Keeping every character intact, repeat the whole listing.

Extracted information:

================

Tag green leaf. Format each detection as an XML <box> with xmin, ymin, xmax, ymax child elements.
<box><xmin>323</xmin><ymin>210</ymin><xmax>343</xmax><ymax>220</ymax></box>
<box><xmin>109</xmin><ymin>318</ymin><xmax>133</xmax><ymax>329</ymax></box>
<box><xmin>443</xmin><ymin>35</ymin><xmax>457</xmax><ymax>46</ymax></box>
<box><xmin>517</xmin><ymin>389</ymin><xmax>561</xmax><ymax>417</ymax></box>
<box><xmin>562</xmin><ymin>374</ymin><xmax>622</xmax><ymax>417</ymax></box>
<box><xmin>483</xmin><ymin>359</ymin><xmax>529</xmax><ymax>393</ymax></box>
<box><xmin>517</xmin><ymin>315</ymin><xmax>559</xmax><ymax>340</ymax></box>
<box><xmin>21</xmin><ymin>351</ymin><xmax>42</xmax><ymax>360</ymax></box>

================

Task output:
Tag green leaf. Format each detection as an XML <box> with xmin, ymin, xmax, ymax child elements.
<box><xmin>323</xmin><ymin>210</ymin><xmax>343</xmax><ymax>220</ymax></box>
<box><xmin>109</xmin><ymin>318</ymin><xmax>133</xmax><ymax>329</ymax></box>
<box><xmin>443</xmin><ymin>35</ymin><xmax>457</xmax><ymax>46</ymax></box>
<box><xmin>517</xmin><ymin>389</ymin><xmax>561</xmax><ymax>417</ymax></box>
<box><xmin>562</xmin><ymin>374</ymin><xmax>622</xmax><ymax>417</ymax></box>
<box><xmin>483</xmin><ymin>359</ymin><xmax>529</xmax><ymax>393</ymax></box>
<box><xmin>517</xmin><ymin>315</ymin><xmax>559</xmax><ymax>340</ymax></box>
<box><xmin>21</xmin><ymin>351</ymin><xmax>42</xmax><ymax>360</ymax></box>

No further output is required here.